> [Given instruction 1] From the text on Italian love poetry, list every occupation it assigns to Dante Alighieri.
> [Given instruction 2] Extend the text on Italian love poetry with a passage that starts right after its final sentence.

> [Text excerpt]
___

Petrarca is celebrated for his Lyric poetry and is considered one of the greatest love poets of world literature. So, if you’re looking for beautiful Italian poems of love you should read his works.
I find no peace, and yet I make no war by Francesco Petrarch
I find no peace, and yet I make no war:
and fear, and hope: and burn, and I am ice:
and fly above the sky, and fall to earth,
and clutch at nothing, and embrace the world.
One imprisons me, who neither frees nor jails me,
nor keeps me to herself nor slips the noose:
and Love does not destroy me, and does not loose me,
wishes me not to live, but does not remove my bar.
I see without eyes, and have no tongue, but cry:
and long to perish, yet I beg for aid:
and hold myself in hate, and love another.
I feed on sadness, laughing weep:
death and life displease me equally:
and I am in this state, lady, because of you.
1| Love And The Gentle Heart by Dante Alighieri
Dante Alighieri (1265-1321) is possibly the most-known Italian poet, writer, and philosopher. His work The Divine Comedy is considered the greatest Italian literary work of all time.
He was not only crucial in establishing the literature of Italy but his works influenced generations of essay writers, novelists, and all types of artists throughout centuries.

___

> [Material provided]
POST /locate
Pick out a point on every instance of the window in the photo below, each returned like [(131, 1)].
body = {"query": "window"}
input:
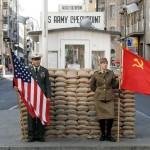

___

> [Exercise response 1] poet, writer, philosopher

> [Exercise response 2]
Dante also wrote beautiful poems many to his famous love; Beatrice. If you’re looking for a classic Italian poem about love you should pick up one of his poetry books.
Love And The Gentle Heart by Dante Alighieri
Love and the gentle heart are one thing,
just as the poet says in his verse,
each from the other one as well divorced
as reason from the mind’s reasoning.
Nature craves love, and then creates love king,
and makes the heart a palace where he’ll stay,
perhaps a shorter or a longer day,
breathing quietly, gently slumbering.
Then beauty in a virtuous woman’s face
makes the eyes yearn, and strikes the heart,
so that the eyes’ desire’s reborn again,
and often, rooting there with longing, stays,
Till love, at last, out of its dreaming starts.
Woman’s moved likewise by a virtuous man.
Thank you for reading!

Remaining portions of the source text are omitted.